Fuente:
"""
Jorge Sánchez Cordero/Proceso
MÉXICO, D.F.
(Proceso).- A inicios de diciembre de 1992 Babri Masjid, una mezquita de cerca
de 500 años de antigüedad ubicada en la ciudad Ayodhya, al norte de la India,
fue destruida por una turba de fundamentalistas hindúes. Estos kar sevaks reclamaban
que la mezquita –construida por Babur, el primer emperador Mogol, entre 1528 y
1529– había sido erigida en los cimientos de un templo hinduista, capital del
legendario héroe hindú Rama.
En febrero de 2006
la capilla de Askari, erigida como mausoleo en honor de al-Hadi (870-868 d.C.)
y de su hijo Hasan al-Askari, en Samara, Irak, fue dañada severamente por
sectas sunitas. Ali al-Hadi era el décimo de los 12 imanes chiitas y las
intrigas palaciegas contribuyeron a su reclusión en Samarra. El atentado
destruyó la preciada cúpula dorada de la capilla. En otro ataque perpetrado en
junio de 2007 fueron destruidos los dos minaretes restantes de ese recinto.
"""
Problemas por resolver:
**1)** ¿En qué ciudad se encontraba la mezquita Babri Masjid según el artículo?
**2)** Transcribe del artículo el fragmento que comienza en "Jorge Sánchez Cordero/Proceso" y termina en "al-Hadi (870-868 d.C.)".
Las líneas no tienen ningún papel en esto.

Información registrada:
"""
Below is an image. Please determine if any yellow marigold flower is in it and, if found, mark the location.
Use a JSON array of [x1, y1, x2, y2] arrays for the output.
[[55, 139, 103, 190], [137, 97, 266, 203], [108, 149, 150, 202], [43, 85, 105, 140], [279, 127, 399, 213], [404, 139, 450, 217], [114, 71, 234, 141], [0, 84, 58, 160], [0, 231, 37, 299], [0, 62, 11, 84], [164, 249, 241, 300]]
"""
Respuestas completas:
**1)** En Ayodhya, al norte de la India.

**2)**
Jorge Sánchez Cordero/Proceso
MÉXICO, D.F.
(Proceso).- A inicios de diciembre de 1992 Babri Masjid, una mezquita de cerca
de 500 años de antigüedad ubicada en la ciudad Ayodhya, al norte de la India,
fue destruida por una turba de fundamentalistas hindúes. Estos kar sevaks reclamaban
que la mezquita –construida por Babur, el primer emperador Mogol, entre 1528 y
1529– había sido erigida en los cimientos de un templo hinduista, capital del
legendario héroe hindú Rama.
En febrero de 2006
la capilla de Askari, erigida como mausoleo en honor de al-Hadi (870-868 d.C.)